[begin EXTRACTED INFORMATION]

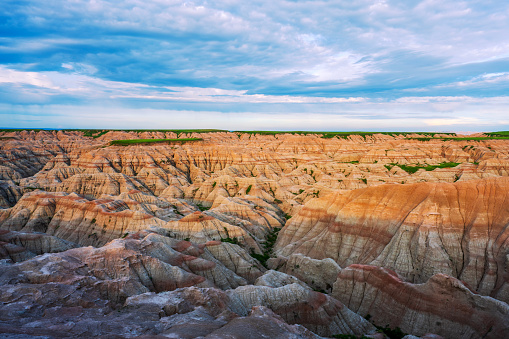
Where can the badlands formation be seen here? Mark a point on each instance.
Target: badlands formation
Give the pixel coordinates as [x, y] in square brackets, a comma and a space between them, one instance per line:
[245, 235]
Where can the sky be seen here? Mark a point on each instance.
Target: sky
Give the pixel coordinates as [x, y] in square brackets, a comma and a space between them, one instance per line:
[363, 65]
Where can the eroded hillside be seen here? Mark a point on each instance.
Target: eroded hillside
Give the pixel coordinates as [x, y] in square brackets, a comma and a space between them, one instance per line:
[210, 233]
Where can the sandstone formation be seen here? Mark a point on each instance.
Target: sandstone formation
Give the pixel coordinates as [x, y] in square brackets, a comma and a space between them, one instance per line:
[418, 230]
[443, 305]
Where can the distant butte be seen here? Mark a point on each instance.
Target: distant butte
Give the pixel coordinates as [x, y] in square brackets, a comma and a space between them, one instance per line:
[217, 234]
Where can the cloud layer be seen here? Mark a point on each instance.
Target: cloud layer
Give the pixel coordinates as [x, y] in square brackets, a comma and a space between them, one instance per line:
[441, 65]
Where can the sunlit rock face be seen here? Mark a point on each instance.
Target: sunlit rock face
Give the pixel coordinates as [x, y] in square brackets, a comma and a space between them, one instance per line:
[288, 236]
[459, 229]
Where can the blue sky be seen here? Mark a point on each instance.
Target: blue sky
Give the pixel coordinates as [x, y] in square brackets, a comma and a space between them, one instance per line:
[432, 65]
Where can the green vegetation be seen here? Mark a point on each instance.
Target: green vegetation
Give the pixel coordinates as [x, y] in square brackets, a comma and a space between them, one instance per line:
[148, 141]
[329, 135]
[268, 245]
[91, 133]
[392, 333]
[498, 134]
[411, 169]
[349, 336]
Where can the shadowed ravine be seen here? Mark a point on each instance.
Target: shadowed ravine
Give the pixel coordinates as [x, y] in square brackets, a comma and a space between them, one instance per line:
[240, 235]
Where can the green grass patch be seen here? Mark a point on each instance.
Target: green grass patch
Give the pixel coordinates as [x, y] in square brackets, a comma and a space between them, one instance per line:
[151, 141]
[233, 240]
[343, 135]
[267, 247]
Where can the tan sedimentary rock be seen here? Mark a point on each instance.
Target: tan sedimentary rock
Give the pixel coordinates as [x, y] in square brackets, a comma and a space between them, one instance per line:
[418, 230]
[234, 258]
[33, 243]
[443, 305]
[9, 194]
[73, 218]
[251, 183]
[295, 304]
[319, 274]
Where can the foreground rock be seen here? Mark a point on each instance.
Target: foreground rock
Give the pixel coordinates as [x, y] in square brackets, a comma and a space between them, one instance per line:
[417, 230]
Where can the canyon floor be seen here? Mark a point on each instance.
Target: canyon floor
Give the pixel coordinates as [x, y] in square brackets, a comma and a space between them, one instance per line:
[216, 234]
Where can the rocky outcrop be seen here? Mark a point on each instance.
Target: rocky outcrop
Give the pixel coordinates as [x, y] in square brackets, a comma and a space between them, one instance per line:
[177, 228]
[417, 230]
[443, 305]
[296, 304]
[75, 218]
[21, 246]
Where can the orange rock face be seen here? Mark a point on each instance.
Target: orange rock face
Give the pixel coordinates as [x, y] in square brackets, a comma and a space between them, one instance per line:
[418, 230]
[177, 238]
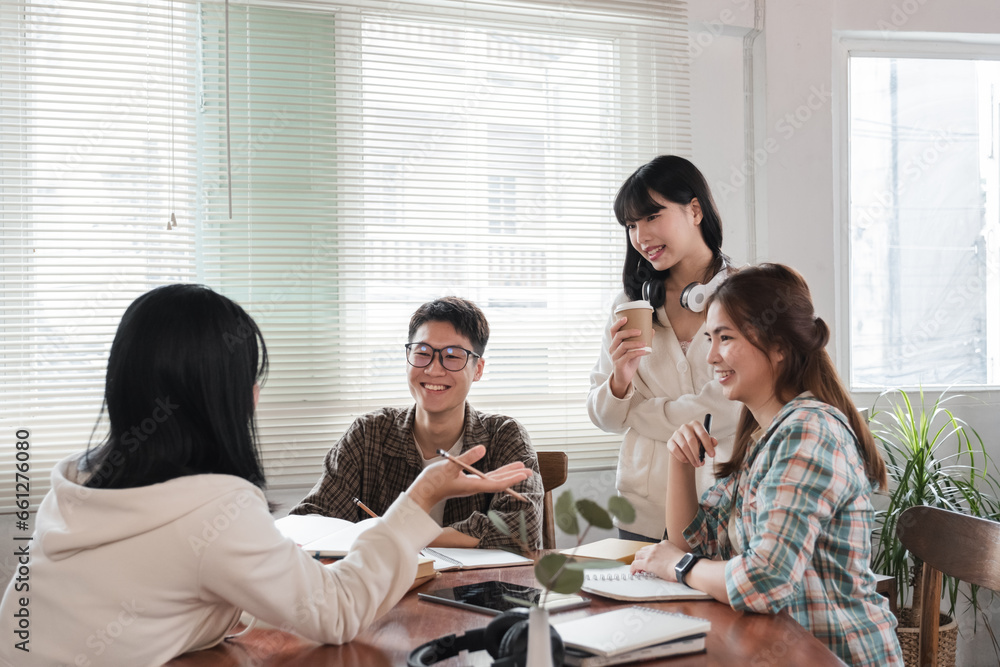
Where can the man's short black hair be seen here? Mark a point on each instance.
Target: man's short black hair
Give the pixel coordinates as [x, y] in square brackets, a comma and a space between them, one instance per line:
[462, 314]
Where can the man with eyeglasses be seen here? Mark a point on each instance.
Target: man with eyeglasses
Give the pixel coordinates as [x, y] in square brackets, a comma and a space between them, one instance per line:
[383, 451]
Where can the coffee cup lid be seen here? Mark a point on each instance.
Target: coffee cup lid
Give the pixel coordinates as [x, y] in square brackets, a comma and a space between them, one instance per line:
[632, 305]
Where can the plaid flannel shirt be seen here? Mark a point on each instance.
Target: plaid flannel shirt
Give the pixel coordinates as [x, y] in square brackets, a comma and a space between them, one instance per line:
[803, 522]
[377, 459]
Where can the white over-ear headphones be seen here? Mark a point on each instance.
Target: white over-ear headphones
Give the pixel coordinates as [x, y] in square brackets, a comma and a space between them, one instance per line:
[696, 295]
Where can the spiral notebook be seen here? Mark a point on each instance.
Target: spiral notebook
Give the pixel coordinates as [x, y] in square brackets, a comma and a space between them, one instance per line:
[628, 629]
[617, 583]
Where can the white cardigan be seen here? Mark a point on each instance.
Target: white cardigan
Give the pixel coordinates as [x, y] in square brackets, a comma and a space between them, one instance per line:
[138, 576]
[669, 389]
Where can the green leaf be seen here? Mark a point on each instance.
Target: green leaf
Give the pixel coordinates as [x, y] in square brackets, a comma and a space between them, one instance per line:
[565, 514]
[500, 524]
[552, 573]
[621, 509]
[594, 514]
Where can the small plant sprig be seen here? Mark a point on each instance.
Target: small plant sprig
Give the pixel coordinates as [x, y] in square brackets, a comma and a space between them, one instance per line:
[563, 573]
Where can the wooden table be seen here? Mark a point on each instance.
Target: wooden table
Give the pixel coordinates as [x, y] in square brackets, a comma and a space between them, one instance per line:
[736, 638]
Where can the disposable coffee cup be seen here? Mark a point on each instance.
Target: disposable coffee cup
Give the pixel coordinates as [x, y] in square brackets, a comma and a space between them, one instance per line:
[640, 316]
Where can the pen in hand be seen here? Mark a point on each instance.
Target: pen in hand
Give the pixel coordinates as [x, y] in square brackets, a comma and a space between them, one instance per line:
[708, 429]
[365, 508]
[445, 455]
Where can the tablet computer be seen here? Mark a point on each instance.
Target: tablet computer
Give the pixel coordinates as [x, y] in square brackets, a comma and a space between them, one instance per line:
[492, 597]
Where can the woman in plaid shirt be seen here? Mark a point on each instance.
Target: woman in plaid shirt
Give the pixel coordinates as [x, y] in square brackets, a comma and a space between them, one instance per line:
[788, 525]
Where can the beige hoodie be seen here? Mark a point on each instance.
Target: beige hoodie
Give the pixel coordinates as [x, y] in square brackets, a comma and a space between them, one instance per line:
[138, 576]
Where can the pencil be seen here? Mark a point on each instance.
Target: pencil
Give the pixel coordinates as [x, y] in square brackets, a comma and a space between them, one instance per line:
[469, 468]
[365, 508]
[708, 429]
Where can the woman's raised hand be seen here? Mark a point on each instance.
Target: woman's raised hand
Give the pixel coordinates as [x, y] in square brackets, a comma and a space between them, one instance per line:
[686, 443]
[626, 349]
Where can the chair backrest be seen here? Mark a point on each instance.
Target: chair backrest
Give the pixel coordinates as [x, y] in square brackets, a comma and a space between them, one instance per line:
[553, 467]
[952, 543]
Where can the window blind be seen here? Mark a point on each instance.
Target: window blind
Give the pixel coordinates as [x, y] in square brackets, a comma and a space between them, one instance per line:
[97, 150]
[382, 155]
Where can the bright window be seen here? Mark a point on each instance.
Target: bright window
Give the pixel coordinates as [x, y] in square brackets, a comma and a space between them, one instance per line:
[377, 159]
[925, 217]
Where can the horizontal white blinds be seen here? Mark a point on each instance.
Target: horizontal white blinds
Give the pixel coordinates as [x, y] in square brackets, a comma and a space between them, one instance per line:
[382, 155]
[97, 149]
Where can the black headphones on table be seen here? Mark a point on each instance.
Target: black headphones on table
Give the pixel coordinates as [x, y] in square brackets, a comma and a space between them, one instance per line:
[505, 638]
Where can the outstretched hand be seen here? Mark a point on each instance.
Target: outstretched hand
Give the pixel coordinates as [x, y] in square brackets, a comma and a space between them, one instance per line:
[445, 479]
[626, 350]
[687, 440]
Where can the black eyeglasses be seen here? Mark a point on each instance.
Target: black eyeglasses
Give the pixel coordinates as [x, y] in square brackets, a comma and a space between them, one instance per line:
[421, 355]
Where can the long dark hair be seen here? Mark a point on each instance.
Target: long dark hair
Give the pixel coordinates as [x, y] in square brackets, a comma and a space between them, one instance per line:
[179, 391]
[676, 180]
[771, 306]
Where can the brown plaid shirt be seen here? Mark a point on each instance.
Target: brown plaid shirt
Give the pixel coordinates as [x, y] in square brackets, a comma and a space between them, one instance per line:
[377, 459]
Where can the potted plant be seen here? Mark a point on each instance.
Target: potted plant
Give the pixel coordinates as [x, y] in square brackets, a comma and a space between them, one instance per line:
[561, 573]
[932, 458]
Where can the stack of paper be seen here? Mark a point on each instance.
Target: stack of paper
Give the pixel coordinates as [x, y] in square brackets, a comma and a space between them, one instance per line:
[322, 536]
[611, 548]
[454, 558]
[629, 634]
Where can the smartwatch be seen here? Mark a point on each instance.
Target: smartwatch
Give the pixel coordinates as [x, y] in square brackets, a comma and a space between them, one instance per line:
[685, 565]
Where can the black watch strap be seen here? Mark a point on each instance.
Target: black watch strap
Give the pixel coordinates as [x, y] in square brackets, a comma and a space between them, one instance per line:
[685, 565]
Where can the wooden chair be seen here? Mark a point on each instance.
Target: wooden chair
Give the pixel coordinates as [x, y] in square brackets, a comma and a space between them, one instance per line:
[553, 467]
[955, 544]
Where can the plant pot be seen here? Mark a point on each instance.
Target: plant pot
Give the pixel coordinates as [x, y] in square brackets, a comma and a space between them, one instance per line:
[909, 639]
[539, 638]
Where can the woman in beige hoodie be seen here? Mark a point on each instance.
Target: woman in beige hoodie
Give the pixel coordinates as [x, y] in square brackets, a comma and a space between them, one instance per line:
[673, 239]
[151, 544]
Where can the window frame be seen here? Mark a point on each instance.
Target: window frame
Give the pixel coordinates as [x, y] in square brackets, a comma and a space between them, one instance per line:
[880, 44]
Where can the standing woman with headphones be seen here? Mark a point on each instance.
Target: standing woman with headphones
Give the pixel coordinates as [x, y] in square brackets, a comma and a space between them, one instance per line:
[673, 246]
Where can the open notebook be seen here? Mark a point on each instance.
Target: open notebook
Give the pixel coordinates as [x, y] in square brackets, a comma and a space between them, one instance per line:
[627, 629]
[322, 536]
[454, 558]
[611, 548]
[617, 583]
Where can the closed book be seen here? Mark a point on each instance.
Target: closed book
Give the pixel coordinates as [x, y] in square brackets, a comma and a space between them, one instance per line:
[611, 548]
[619, 584]
[455, 558]
[683, 646]
[627, 629]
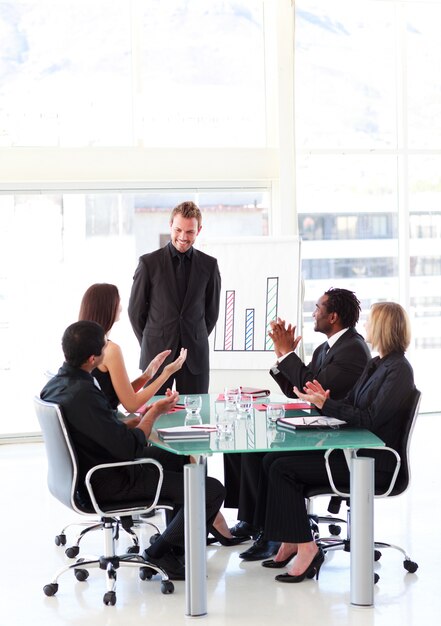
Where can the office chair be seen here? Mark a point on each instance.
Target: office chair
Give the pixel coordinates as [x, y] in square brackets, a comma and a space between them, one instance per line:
[127, 524]
[399, 483]
[63, 484]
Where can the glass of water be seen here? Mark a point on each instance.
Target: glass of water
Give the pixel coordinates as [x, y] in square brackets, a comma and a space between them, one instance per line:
[193, 406]
[245, 404]
[231, 396]
[274, 412]
[225, 418]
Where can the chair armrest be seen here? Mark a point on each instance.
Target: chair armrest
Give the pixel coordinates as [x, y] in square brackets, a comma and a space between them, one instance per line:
[328, 453]
[396, 470]
[123, 511]
[347, 495]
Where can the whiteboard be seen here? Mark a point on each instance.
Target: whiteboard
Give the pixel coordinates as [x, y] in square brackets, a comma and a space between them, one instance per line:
[260, 281]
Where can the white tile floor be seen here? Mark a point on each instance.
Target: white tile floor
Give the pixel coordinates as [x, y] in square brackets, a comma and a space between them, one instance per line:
[238, 592]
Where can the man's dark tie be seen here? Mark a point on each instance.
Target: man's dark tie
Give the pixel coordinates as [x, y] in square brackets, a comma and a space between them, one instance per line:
[181, 277]
[323, 352]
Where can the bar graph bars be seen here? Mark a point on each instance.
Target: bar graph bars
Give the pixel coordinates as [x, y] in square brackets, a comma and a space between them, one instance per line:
[272, 298]
[247, 342]
[230, 297]
[249, 329]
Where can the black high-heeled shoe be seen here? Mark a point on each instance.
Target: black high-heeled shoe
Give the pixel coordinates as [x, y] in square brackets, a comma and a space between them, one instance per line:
[225, 541]
[312, 570]
[278, 564]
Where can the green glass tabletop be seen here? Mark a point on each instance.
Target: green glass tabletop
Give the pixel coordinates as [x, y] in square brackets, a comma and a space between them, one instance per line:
[251, 433]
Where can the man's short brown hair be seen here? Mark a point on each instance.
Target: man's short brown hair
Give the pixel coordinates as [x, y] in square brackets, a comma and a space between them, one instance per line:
[187, 209]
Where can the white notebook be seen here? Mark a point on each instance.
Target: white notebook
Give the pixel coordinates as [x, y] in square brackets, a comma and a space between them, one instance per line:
[310, 421]
[186, 432]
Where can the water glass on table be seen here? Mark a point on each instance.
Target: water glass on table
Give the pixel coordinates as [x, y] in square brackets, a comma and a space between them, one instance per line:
[231, 397]
[273, 413]
[245, 404]
[193, 406]
[225, 419]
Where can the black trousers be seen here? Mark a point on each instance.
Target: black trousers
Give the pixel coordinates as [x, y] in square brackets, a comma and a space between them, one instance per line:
[281, 508]
[241, 479]
[140, 485]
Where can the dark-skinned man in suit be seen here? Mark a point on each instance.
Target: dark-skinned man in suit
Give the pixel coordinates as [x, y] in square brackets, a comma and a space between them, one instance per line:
[337, 364]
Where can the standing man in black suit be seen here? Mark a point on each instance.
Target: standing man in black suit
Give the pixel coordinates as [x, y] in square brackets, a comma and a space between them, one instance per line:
[337, 364]
[174, 302]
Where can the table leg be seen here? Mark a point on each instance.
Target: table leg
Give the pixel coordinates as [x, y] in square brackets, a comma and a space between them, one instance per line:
[195, 539]
[362, 531]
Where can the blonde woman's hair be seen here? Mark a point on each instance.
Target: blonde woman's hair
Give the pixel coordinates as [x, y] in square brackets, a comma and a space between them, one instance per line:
[389, 328]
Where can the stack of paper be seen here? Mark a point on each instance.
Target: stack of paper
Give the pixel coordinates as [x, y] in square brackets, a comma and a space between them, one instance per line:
[309, 421]
[186, 432]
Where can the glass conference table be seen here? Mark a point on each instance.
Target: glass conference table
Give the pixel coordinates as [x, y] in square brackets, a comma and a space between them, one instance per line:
[252, 434]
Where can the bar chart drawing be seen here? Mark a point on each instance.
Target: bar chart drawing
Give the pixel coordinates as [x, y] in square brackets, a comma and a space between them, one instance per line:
[260, 282]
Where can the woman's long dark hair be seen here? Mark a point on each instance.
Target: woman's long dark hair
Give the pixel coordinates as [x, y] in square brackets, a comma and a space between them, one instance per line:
[100, 304]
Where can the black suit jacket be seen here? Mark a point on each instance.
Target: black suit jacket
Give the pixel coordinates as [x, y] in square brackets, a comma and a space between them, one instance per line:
[338, 372]
[379, 402]
[157, 318]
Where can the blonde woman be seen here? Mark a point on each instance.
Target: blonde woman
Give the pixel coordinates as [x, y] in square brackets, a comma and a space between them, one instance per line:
[379, 402]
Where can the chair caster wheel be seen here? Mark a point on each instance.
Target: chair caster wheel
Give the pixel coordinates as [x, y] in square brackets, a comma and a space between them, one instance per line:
[167, 586]
[410, 566]
[145, 573]
[72, 552]
[81, 574]
[109, 598]
[50, 589]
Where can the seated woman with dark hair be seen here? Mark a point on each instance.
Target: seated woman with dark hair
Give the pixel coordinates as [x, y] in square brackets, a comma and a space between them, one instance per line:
[379, 402]
[101, 303]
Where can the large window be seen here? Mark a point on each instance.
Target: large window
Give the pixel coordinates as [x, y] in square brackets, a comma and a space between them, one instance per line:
[368, 114]
[53, 246]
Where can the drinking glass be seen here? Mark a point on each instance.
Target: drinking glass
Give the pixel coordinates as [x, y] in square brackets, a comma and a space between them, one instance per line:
[225, 418]
[245, 404]
[231, 396]
[193, 406]
[274, 412]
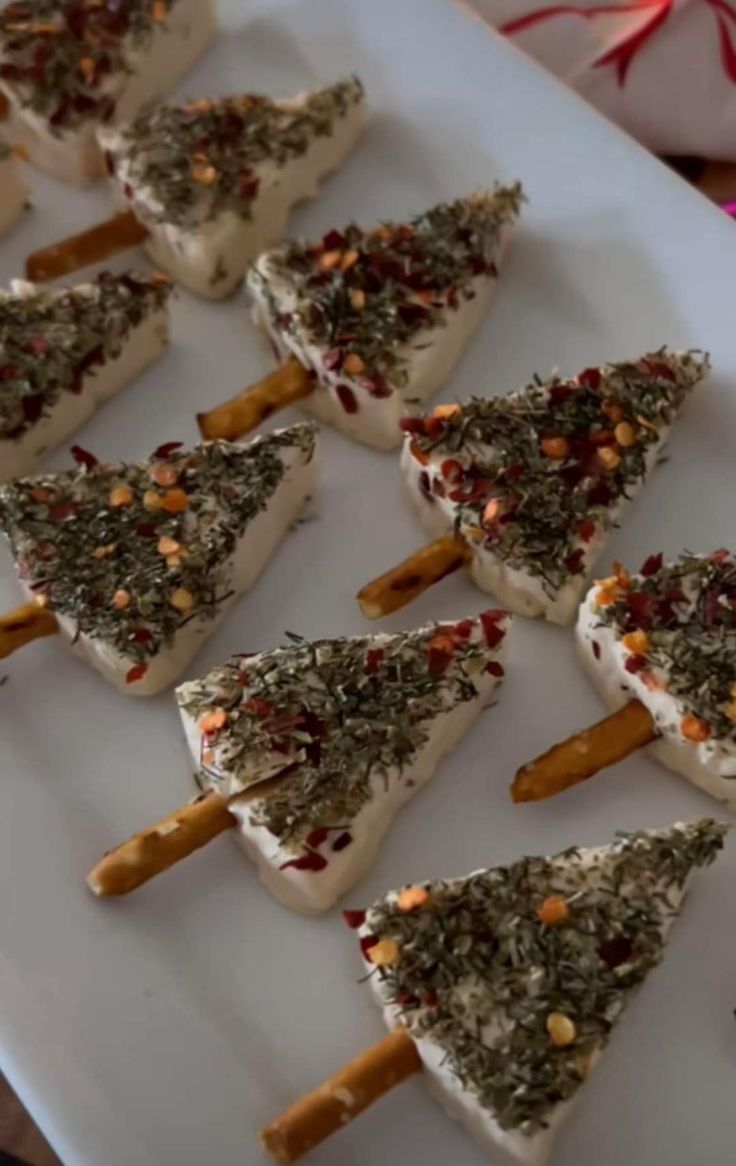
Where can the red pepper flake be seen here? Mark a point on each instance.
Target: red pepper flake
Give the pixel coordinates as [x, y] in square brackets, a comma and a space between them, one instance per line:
[347, 398]
[490, 620]
[373, 658]
[83, 457]
[652, 564]
[167, 449]
[135, 673]
[354, 919]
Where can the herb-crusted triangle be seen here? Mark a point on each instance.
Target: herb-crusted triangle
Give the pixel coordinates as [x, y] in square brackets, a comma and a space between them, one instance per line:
[352, 728]
[214, 181]
[381, 315]
[537, 480]
[512, 978]
[65, 352]
[666, 637]
[140, 561]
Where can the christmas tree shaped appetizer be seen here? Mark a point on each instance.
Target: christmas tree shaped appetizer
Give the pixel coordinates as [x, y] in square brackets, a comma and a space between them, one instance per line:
[660, 650]
[531, 485]
[368, 322]
[64, 353]
[210, 183]
[505, 987]
[135, 564]
[69, 67]
[310, 750]
[12, 187]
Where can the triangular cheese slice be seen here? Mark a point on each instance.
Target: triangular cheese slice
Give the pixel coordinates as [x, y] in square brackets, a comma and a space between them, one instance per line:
[215, 181]
[355, 727]
[666, 637]
[65, 352]
[512, 978]
[69, 68]
[12, 188]
[537, 480]
[381, 316]
[140, 562]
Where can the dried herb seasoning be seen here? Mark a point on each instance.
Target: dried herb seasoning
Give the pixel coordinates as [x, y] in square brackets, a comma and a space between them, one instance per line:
[50, 341]
[184, 164]
[344, 715]
[363, 296]
[131, 553]
[685, 613]
[476, 970]
[65, 58]
[538, 475]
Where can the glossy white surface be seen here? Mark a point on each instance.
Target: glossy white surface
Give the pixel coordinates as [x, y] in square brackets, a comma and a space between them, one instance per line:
[167, 1027]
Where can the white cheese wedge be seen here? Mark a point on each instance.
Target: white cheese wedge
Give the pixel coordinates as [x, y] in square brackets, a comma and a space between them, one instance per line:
[425, 285]
[60, 131]
[475, 1018]
[667, 640]
[538, 514]
[65, 352]
[12, 189]
[141, 562]
[215, 181]
[356, 725]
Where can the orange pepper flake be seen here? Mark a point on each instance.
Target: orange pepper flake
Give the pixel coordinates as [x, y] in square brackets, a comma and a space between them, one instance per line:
[412, 897]
[636, 641]
[354, 365]
[120, 496]
[556, 448]
[553, 911]
[175, 501]
[214, 721]
[694, 729]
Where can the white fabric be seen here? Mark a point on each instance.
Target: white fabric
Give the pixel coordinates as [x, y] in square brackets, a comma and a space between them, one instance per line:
[665, 70]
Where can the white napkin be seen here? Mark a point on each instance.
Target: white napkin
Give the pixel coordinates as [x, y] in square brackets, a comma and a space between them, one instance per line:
[663, 69]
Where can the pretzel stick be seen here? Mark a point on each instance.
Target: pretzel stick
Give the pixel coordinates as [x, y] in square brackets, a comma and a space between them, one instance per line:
[238, 416]
[99, 243]
[580, 757]
[331, 1105]
[23, 625]
[412, 577]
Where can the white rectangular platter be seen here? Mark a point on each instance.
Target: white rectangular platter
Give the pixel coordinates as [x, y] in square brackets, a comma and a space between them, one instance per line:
[168, 1027]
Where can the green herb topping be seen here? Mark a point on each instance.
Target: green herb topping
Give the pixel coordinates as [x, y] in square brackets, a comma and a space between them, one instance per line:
[340, 716]
[519, 973]
[538, 475]
[50, 341]
[132, 553]
[65, 60]
[677, 623]
[187, 163]
[363, 296]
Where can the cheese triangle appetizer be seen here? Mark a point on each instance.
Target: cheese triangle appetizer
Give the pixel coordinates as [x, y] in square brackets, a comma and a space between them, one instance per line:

[end EXTRACTED INFORMATION]

PROBLEM TO WORK ON:
Reproduce verbatim the lines of the data above, beginning with the line that contains "Where can the pretzel" and continuing through the final line of the data.

REPLY:
Where can the pretzel stick be seen here? Mark a point on each instance.
Target: pretzel stick
Give the pixel coordinates as [x, y] in square brackets, a comma and a space between them, one instance per line:
[238, 416]
[99, 243]
[580, 757]
[331, 1105]
[23, 625]
[412, 577]
Where can the white rectangular platter be seen here? Mark a point on each instance.
Target: white rectangular platter
Give the pixel coordinates as [x, y] in square brackets, a comma and a space between them, one instance per line:
[168, 1027]
Where can the green herb topping be seen here? Mark a point on each instance.
Target: green herb topping
Give the pixel coordinates as [x, y] in square brackets, a comma and a space between them, one instance per line:
[340, 716]
[519, 973]
[538, 475]
[50, 341]
[132, 553]
[65, 60]
[677, 623]
[187, 163]
[363, 296]
Where can the cheese triangle appetizer be seen here? Mark a point on each instance.
Target: cheese triangle appetizer
Give the pixel coordinates as [x, y] in square brackets, a comma and a space between them, one instance per line:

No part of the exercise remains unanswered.